---- TEKS YANG DIBERIKAN

Barometerkaltim.id – Sekretaris Komisi IV DPRD Kalimantan Timur, Darlis Pattalongi, mengimbau para orang tua untuk meningkatkan kewaspadaan terhadap aktivitas anak-anak di media sosial, menyusul maraknya kasus grup online dengan perilaku menyimpang, termasuk yang mengarah pada penyimpangan seksual dan incest.
Darlis menyebut fenomena ini sebagai tanda adanya krisis moral yang serius di tengah masyarakat, dan menekankan bahwa teknologi tidak boleh dijadikan kambing hitam dalam persoalan ini.
“Sekarang ini makin banyak grup di media sosial yang menyimpang secara moral. Bahkan ada yang mempromosikan perilaku seks tidak wajar seperti seks sedarah. Salah satu kasus besarnya sedang ditangani oleh Polda Metro Jaya, tapi anggotanya tersebar di berbagai kota,” ujarnya, saat diwawancarai, Rabu (28/05/2025).
Menurutnya, masalah ini harus menjadi perhatian kolektif karena mencerminkan degradasi nilai dan karakter generasi muda. Ia menggarisbawahi bahwa pengawasan dari orang tua sangat krusial dalam membentengi anak dari konten berbahaya.

--------

## PERINTAH 1
Apakah pernyataan berikut sesuai dengan berita tentang imbauan Darlis Pattalongi di atas? Jawab tiap pernyataan dengan ya atau tidak, lalu sertakan kutipan persis dari berita itu yang menentukan jawabannya: (a) Darlis Pattalongi menjabat sebagai Ketua Komisi IV DPRD Kalimantan Timur; (b) Darlis menganggap teknologi sebagai penyebab utama persoalan ini; (c) salah satu kasus besar sedang ditangani oleh Polda Metro Jaya.
## PERINTAH 2
Tuliskan lanjutan berita tentang imbauan Darlis Pattalongi kepada orang tua di atas, dimulai setelah kalimat terakhirnya.

---- DATA SUMBER

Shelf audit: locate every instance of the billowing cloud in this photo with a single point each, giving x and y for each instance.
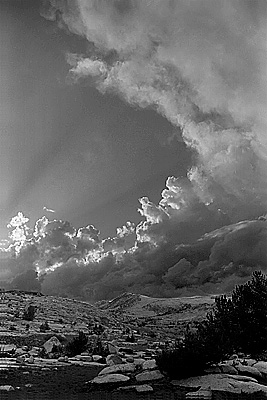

--------

## JAWABAN TERTULIS 1
(a) Tidak: "Sekretaris Komisi IV DPRD Kalimantan Timur"
(b) Tidak: "teknologi tidak boleh dijadikan kambing hitam dalam persoalan ini"
(c) Ya: "Salah satu kasus besarnya sedang ditangani oleh Polda Metro Jaya"

## JAWABAN TERTULIS 2
“Anak-anak di usia sekolah dasar atau menengah pertama belum layak dibiarkan mengakses media sosial tanpa pendampingan. Bahkan kalau bisa, jangan dulu diberi akun. Untuk anak SMA, boleh saja, tapi tetap harus dalam pengawasan orang tua,” tegasnya.
Ia menambahkan, di dunia maya, aturan sederhananya adalah jangan berinteraksi dengan orang asing. Namun, bagi anak-anak dan remaja, ini sering kali sulit diterapkan karena rasa ingin tahu mereka yang tinggi.
“Masalahnya, anak-anak belum bisa membedakan mana yang aman dan mana yang berbahaya. Di sinilah peran orang tua jadi sangat penting,” jelasnya.
Lebih jauh, Darlis menyatakan bahwa akar dari persoalan penyimpangan perilaku anak muda tak lepas dari sistem pendidikan nasional yang selama ini terlalu berfokus pada pencapaian akademik, sementara pembentukan karakter kerap diabaikan.
“Kita lebih sering mengejar nilai ujian daripada membentuk adab dan moral. Padahal, kepandaian tanpa karakter itu sangat berbahaya. Anak pintar bisa tersesat jika tidak memiliki etika,” katanya.
Darlis juga menyinggung pentingnya reformasi kurikulum untuk menyelaraskan pendidikan dengan tantangan era digital. Ia menilai program-program seperti Sekolah Penggerak dan transformasi pendidikan berbasis karakter sangat dibutuhkan.
“Saat ini sudah ada kesadaran dari pemerintah pusat, misalnya lewat program Garuda Transformasi. Ini langkah awal yang bagus, tapi harus diterapkan secara luas dan menyeluruh,” imbuhnya.
Sebagai refleksi pribadi, Darlis membandingkan sistem pendidikan masa kini dengan zamannya dulu. Ia merasa bahwa dulu pendidikan jauh lebih menekankan etika dan sopan santun.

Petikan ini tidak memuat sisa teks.